GOAL
Lay out the material below as a two-column CSV with the header row request,answer and one row per request. Put each request's text and its answer in separate quoted fields, with line breaks replaced by spaces.

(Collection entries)
┄┄┄┄┄┄

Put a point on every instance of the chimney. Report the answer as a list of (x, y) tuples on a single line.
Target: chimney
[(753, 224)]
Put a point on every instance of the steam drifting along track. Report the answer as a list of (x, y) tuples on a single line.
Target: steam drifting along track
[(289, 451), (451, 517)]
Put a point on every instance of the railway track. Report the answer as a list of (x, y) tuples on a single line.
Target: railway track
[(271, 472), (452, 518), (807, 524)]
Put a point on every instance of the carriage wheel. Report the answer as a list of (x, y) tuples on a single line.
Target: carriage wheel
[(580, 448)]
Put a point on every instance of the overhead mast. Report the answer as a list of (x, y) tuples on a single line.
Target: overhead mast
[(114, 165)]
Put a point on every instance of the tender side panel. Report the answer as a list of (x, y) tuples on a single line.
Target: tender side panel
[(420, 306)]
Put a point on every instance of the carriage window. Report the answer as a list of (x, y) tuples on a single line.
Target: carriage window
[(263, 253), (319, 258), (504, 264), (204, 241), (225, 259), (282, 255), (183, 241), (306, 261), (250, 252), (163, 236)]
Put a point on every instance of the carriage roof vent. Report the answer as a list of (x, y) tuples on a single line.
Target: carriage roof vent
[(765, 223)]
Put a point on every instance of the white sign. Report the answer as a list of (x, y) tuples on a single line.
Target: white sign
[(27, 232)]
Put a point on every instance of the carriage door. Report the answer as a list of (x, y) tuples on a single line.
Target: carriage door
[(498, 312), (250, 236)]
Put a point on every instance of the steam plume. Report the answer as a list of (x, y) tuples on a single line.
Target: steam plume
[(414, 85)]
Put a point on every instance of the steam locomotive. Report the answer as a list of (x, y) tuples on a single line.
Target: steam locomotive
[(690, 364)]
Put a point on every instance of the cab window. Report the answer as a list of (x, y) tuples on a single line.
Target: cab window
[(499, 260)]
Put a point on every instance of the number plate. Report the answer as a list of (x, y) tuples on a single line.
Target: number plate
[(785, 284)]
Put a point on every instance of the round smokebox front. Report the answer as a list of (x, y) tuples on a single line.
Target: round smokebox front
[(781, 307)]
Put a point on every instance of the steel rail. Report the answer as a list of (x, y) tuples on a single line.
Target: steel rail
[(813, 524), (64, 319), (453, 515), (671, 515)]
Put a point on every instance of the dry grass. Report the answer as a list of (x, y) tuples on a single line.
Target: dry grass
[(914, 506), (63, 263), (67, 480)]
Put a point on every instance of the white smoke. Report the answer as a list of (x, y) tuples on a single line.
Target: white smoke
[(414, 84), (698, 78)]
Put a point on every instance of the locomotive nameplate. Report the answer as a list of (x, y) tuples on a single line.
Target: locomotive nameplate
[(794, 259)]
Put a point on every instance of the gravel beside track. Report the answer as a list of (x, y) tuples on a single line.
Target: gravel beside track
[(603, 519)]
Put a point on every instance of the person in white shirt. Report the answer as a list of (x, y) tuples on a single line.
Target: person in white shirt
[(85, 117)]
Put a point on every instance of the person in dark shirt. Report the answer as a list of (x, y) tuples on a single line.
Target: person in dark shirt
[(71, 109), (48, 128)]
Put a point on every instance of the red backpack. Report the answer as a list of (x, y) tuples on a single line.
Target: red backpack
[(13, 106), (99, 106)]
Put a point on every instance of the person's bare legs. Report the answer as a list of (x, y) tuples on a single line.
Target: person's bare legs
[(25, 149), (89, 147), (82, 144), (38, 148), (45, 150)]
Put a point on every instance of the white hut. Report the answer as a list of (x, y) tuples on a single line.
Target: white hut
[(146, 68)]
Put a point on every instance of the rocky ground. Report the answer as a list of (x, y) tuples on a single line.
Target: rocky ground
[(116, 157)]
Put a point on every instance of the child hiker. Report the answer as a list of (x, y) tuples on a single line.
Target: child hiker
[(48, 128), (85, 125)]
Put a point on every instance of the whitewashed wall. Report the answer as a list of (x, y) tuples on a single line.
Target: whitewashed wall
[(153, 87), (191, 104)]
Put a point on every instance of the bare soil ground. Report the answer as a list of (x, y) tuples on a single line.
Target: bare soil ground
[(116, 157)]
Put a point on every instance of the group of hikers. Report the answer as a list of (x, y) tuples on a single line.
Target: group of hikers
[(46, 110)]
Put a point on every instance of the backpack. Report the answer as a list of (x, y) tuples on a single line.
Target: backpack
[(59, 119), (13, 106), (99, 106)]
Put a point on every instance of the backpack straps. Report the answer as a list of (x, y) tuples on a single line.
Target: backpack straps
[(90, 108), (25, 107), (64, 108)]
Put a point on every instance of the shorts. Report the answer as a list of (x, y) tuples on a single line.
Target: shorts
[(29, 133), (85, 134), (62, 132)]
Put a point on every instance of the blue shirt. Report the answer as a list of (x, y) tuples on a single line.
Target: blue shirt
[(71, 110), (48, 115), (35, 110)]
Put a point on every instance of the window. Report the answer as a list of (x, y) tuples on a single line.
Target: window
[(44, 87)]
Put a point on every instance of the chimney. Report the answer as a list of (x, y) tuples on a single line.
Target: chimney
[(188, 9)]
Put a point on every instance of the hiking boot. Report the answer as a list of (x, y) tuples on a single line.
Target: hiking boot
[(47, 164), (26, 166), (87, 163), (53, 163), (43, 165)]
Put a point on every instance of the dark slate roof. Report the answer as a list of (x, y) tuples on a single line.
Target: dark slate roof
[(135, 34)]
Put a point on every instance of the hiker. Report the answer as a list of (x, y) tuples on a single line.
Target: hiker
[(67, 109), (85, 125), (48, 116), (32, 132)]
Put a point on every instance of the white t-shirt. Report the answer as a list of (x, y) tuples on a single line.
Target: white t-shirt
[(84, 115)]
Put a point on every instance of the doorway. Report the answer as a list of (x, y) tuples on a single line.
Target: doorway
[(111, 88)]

┄┄┄┄┄┄

RESPONSE
request,answer
"Put a point on every instance of the chimney. Report the answer as a list of (x, y) tuples on a single line. Target: chimney","[(753, 224)]"
"Put a point on every instance of the steam drifting along track. Report the answer as a list of (x, y) tuples on a single line. Target: steam drifting along track","[(289, 451), (451, 517)]"
"Put a point on every instance of the railway track. Report the answer as a list of (x, y) tuples on a single line. Target: railway track","[(271, 472), (452, 518), (807, 524)]"
"Put a point on every instance of the carriage wheel. Report the answer as a list of (x, y) tuples on a single line. Target: carriage wheel","[(580, 448)]"
"Put a point on every instance of the overhead mast. Report the answer as a list of (x, y) tuples on a single line. Target: overhead mast","[(114, 165)]"
"Put a point on every instance of the tender side panel. Report the answer as a list of (x, y) tuples on a single line. Target: tender side panel","[(420, 306)]"
"Put a point on every instance of the carriage window. Report the answer as a list of (x, y) tuples on a single line. Target: carriage window","[(263, 253), (319, 258), (504, 264), (204, 241), (225, 259), (282, 255), (183, 241), (306, 261), (250, 252), (163, 236)]"
"Put a point on every instance of the carriage roof vent. Report the answer as a list of (x, y) tuples on a single line. Target: carriage roof vent","[(765, 223)]"
"Put a point on every instance of the white sign. Report the answer as a list of (x, y) tuples on a single line. Target: white sign","[(27, 232)]"
"Put a point on every instance of the carriage door. Report the answer as a list of (x, y) tuples on a single line. Target: carriage door","[(498, 312), (250, 236)]"
"Put a point on every instance of the steam plume. Report the answer as a list of (x, y) tuples on a single line. Target: steam plume","[(414, 85)]"
"Put a point on every instance of the steam locomotive. Report the answer as a list of (x, y) tuples on a single line. Target: steam locomotive","[(690, 364)]"
"Put a point on every instance of the cab window. Report the answer as a list of (x, y) tuples on a single line. Target: cab window","[(499, 260)]"
"Put a point on every instance of the number plate. Report the answer as a list of (x, y) tuples on a single line. Target: number plate","[(785, 284)]"
"Put a point on every instance of the round smokebox front. Report the answer as a list of (x, y) tuples on a single line. Target: round smokebox front","[(781, 307)]"
"Put a point on every instance of the steel rail. Report the answer as a list of (x, y) tuples on a single line. Target: steel rail","[(813, 524), (64, 319), (453, 515), (671, 515)]"
"Put a point on every instance of the dry grass. Report the answer as a list of (x, y) tuples on a single line. Target: dry grass","[(914, 506), (63, 263), (67, 480)]"
"Put a point on every instance of the white smoke. Report the answer as a list of (x, y) tuples on a single line. Target: white smoke","[(414, 84), (698, 78)]"
"Put a point on every instance of the locomotive nameplate. Report the answer as a list of (x, y) tuples on a single line. Target: locomotive nameplate","[(794, 259)]"
"Put a point on every instance of the gravel beside track. Report the answer as a list of (x, y) tuples on a single line. Target: gravel beside track","[(603, 519)]"
"Put a point on every instance of the person in white shirt. Report the answer as a list of (x, y) tuples on a single line. Target: person in white shirt","[(85, 117)]"
"Put a point on every instance of the person in dark shirt. Report the answer as a list of (x, y) tuples on a single line. Target: person in dark shirt","[(71, 109), (48, 128)]"
"Put a point on every instance of the red backpack. Report the answer as a list of (x, y) tuples on a single line. Target: red backpack","[(13, 106), (99, 106)]"
"Put a point on every instance of the person's bare legs. Report the answer as a list of (x, y) tuples on a single line. Target: person's bare legs","[(25, 149), (89, 147), (82, 144), (38, 148), (45, 150)]"
"Put a point on every instance of the white hut. Report the answer as a list of (x, y) tuples on a single line. Target: white hut","[(146, 68)]"
"Put a point on every instance of the rocky ground. Report the answer as a list of (x, y) tuples on a single line. Target: rocky ground","[(116, 157)]"
"Put a point on every instance of the child hiker. Report the answer as a list of (x, y) tuples on a single line. Target: child hiker","[(48, 128), (85, 125)]"
"Put a point on every instance of the whitewashed wall. Report the answer as a list of (x, y) tuples on a single line. Target: whitewashed wall","[(153, 87), (191, 104)]"
"Put a point on every instance of the bare soil ground. Report the answer as a list of (x, y) tuples on a single line. Target: bare soil ground","[(116, 157)]"
"Put a point on every instance of the group of hikers. Report the answer as a list of (x, y) tuples on a single line. Target: group of hikers","[(46, 110)]"
"Put a point on every instance of the backpack. Report the answer as a list of (x, y) tuples on a single line. Target: backpack","[(59, 119), (13, 106), (99, 106)]"
"Put a point on every instance of the backpack straps. Report the answer as a list of (x, y) tuples on a single line. Target: backpack straps","[(90, 108), (25, 107), (64, 108)]"
"Put a point on every instance of the shorts. Report the answer as a list of (x, y) tuples on a single line. Target: shorts","[(29, 133), (85, 134), (62, 132)]"
"Put a point on every instance of the blue shirt. Report the answer as a list of (x, y) tuples on a single line. Target: blue shirt","[(71, 110), (48, 115), (35, 110)]"
"Put a point on every instance of the window. Report the answer as a list of (x, y) tuples on a single line. Target: window","[(44, 87)]"
"Put a point on every instance of the chimney. Report the answer as a list of (x, y) tuples on a single line. Target: chimney","[(188, 9)]"
"Put a point on every instance of the hiking boot. Report the answer as a list of (x, y) tuples on a single line. Target: hiking boot","[(47, 164), (26, 166), (87, 163), (53, 163), (43, 165)]"
"Put a point on every instance of the dark slate roof. Report the answer as a list of (x, y) tuples on a single line. Target: dark slate roof","[(135, 34)]"
"Put a point on every instance of the hiker. Report the answer as a list of (x, y) tuples on a single line. Target: hiker","[(67, 109), (85, 125), (48, 116), (32, 132)]"
"Put a point on every instance of the white t-shirt. Report the answer as a list of (x, y) tuples on a single line. Target: white t-shirt","[(84, 115)]"
"Put a point on every instance of the doorway. Report the answer as a list of (x, y) tuples on a single line. Target: doorway","[(111, 88)]"